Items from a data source
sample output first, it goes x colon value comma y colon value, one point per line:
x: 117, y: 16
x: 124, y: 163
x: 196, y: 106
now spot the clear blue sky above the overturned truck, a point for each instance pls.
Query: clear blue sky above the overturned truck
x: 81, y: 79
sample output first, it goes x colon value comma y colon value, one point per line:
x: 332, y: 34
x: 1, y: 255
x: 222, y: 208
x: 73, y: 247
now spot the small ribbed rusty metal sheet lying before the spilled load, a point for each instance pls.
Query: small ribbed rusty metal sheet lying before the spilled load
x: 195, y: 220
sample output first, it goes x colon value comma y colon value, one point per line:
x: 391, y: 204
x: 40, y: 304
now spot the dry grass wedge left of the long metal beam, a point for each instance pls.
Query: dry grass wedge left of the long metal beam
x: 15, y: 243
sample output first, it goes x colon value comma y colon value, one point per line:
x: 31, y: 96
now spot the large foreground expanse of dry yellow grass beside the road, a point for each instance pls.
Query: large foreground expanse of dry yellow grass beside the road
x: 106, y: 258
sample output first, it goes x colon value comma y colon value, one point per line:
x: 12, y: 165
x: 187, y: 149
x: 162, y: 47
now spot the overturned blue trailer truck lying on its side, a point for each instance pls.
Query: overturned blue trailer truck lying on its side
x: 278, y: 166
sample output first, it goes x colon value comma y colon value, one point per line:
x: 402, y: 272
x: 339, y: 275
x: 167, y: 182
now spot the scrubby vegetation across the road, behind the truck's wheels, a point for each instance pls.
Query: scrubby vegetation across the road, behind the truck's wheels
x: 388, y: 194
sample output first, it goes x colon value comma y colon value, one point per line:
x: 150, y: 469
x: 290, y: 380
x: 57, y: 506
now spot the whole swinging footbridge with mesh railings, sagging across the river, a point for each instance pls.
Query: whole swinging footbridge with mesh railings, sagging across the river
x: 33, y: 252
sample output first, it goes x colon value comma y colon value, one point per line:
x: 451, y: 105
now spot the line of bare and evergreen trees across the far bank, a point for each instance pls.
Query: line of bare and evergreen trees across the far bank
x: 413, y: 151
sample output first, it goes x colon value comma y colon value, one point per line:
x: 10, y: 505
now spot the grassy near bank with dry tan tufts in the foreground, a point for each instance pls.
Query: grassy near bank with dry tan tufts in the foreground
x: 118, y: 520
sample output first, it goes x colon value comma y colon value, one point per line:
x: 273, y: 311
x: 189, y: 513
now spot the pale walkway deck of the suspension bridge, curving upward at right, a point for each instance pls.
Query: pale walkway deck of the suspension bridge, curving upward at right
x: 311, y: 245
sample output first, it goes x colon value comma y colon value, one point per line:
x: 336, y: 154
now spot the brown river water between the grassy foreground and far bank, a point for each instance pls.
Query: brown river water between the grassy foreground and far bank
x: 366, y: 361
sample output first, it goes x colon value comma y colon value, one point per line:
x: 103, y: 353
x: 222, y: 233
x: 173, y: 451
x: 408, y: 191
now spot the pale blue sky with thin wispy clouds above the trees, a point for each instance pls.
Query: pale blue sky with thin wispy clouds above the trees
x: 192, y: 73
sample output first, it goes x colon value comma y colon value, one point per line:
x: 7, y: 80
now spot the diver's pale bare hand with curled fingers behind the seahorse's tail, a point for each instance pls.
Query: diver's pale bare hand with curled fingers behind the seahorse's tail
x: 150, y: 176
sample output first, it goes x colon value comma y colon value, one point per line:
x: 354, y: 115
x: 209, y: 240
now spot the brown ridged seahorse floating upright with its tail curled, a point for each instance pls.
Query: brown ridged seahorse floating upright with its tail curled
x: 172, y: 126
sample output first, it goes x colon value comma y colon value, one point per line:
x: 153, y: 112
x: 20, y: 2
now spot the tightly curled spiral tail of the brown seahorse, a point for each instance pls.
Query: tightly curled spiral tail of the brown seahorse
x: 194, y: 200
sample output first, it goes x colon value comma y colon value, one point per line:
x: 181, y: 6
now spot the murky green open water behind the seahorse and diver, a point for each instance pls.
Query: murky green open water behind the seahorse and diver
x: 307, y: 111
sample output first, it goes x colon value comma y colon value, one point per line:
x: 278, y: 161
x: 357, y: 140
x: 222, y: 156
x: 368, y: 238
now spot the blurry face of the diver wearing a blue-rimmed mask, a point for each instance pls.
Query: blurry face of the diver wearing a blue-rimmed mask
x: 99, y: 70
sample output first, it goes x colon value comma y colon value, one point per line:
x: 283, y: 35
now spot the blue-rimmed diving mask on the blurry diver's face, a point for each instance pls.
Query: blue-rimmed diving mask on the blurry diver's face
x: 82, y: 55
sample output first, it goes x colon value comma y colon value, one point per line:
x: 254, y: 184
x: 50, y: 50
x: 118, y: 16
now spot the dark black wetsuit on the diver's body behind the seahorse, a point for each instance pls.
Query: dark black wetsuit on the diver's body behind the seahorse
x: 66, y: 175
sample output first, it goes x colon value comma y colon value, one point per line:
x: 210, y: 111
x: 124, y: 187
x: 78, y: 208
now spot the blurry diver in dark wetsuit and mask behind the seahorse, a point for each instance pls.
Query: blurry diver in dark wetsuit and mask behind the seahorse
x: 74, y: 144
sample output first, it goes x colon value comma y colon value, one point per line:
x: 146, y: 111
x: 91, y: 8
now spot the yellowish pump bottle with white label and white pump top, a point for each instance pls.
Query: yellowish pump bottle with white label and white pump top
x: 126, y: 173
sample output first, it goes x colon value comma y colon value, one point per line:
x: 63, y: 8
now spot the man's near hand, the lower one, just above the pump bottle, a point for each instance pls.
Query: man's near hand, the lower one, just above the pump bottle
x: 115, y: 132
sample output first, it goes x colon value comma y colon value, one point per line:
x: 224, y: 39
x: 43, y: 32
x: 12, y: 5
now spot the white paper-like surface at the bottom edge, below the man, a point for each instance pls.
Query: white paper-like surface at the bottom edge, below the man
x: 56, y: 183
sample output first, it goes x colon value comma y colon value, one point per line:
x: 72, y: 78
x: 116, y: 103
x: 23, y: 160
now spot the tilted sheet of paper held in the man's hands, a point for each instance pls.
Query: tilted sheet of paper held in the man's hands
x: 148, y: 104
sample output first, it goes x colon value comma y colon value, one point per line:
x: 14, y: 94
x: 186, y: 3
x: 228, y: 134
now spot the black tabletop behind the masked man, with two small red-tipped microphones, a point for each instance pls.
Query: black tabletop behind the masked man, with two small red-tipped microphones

...

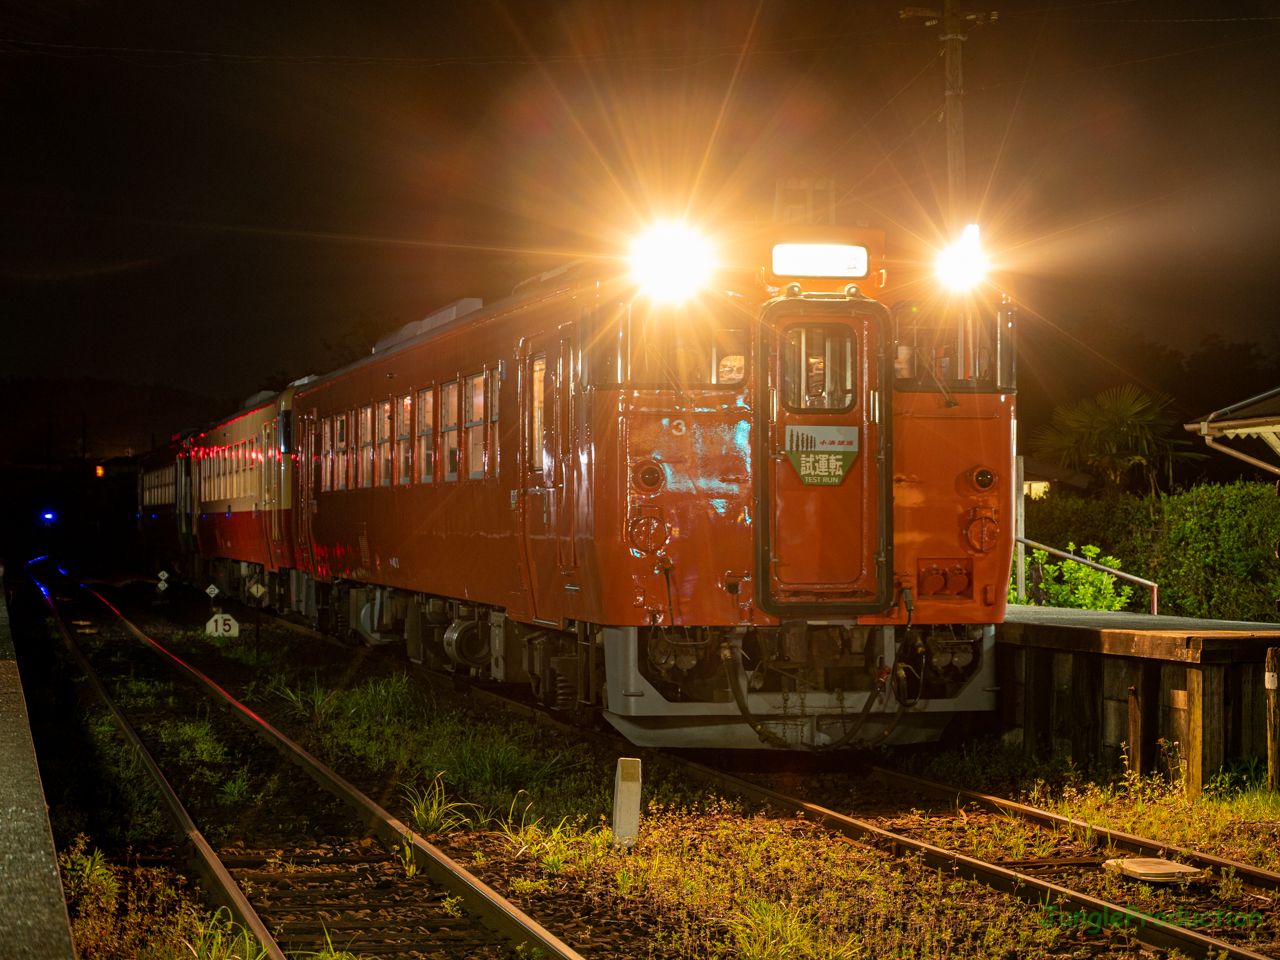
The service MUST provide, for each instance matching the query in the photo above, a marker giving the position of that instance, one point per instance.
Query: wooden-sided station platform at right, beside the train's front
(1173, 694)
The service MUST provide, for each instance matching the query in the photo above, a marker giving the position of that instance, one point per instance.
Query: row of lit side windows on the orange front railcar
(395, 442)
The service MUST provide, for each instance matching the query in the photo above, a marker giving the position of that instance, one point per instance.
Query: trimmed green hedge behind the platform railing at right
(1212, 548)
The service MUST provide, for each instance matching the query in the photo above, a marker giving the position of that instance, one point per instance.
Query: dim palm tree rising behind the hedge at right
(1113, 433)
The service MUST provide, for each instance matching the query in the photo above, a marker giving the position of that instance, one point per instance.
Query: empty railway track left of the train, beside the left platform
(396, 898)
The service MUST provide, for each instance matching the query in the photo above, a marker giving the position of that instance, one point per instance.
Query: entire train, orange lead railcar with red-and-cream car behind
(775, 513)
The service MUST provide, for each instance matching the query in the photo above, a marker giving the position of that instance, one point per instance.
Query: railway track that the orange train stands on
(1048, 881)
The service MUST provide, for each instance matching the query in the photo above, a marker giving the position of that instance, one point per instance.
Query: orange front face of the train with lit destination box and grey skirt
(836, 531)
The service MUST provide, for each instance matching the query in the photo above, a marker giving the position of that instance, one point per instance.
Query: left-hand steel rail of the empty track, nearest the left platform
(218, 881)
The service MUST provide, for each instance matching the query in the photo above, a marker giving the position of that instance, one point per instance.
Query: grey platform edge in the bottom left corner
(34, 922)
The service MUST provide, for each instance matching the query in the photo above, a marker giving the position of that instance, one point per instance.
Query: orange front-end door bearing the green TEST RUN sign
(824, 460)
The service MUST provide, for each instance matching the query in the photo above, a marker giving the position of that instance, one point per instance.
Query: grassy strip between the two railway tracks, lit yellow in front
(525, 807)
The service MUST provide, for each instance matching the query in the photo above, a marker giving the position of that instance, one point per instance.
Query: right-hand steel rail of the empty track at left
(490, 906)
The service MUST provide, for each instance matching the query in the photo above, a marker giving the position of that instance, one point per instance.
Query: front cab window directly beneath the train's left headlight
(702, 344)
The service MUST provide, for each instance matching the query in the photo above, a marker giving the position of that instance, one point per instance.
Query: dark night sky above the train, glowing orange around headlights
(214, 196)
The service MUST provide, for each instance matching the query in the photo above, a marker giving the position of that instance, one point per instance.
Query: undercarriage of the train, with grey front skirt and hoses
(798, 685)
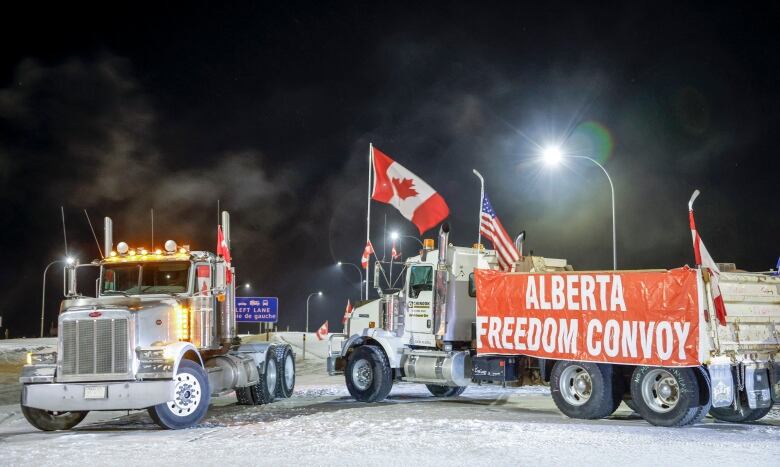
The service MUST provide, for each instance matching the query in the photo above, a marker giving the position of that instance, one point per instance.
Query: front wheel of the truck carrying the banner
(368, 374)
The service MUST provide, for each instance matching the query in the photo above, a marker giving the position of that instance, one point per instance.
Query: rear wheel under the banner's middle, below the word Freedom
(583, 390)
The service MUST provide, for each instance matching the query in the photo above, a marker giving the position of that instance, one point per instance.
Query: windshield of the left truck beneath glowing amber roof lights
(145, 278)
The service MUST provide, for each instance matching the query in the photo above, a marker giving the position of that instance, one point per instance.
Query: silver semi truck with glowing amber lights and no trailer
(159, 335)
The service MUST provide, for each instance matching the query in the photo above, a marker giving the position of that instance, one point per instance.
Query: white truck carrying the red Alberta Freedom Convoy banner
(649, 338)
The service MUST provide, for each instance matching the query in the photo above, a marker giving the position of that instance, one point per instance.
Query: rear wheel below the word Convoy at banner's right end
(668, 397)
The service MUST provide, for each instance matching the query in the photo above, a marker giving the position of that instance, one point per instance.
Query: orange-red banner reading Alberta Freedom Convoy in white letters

Exercise aim :: Using the entries shown above, reproduce verbatim the lines from the line bearing "Query: blurry diver" to the line bearing "Query: black tabletop", inclusive.

Solution to the exercise ::
Query: blurry diver in dark wetsuit and mask behind the seahorse
x: 74, y: 144
sample output first, it goes x colon value comma y colon value, one point per line:
x: 146, y: 111
x: 91, y: 8
now spot the yellowish pump bottle with white label and white pump top, a point for each instance pls.
Query: yellowish pump bottle with white label and white pump top
x: 126, y: 173
sample output first, it goes x colon value comma y colon value, one point per line:
x: 63, y: 8
now spot the man's near hand, the lower one, just above the pump bottle, a point for each instance pls.
Query: man's near hand, the lower one, just above the pump bottle
x: 115, y: 132
sample output first, it goes x colon value comma y colon value, one point per line:
x: 224, y: 39
x: 43, y: 32
x: 12, y: 5
now spot the white paper-like surface at the bottom edge, below the man, a point for each instance pls.
Query: white paper-like surface at the bottom edge, below the man
x: 56, y: 183
sample output first, it goes x colon value comma y colon value, one point per line:
x: 72, y: 78
x: 116, y: 103
x: 23, y: 160
now spot the tilted sheet of paper held in the man's hands, a point for each instance pls.
Query: tilted sheet of paper held in the man's hands
x: 148, y: 104
sample output first, it goes x colon value comma y colon value, one point per line:
x: 14, y: 94
x: 186, y: 3
x: 228, y: 134
now spot the black tabletop behind the masked man, with two small red-tipped microphones, a point for each instance pls.
Query: black tabletop behind the masked man, with two small red-tipped microphones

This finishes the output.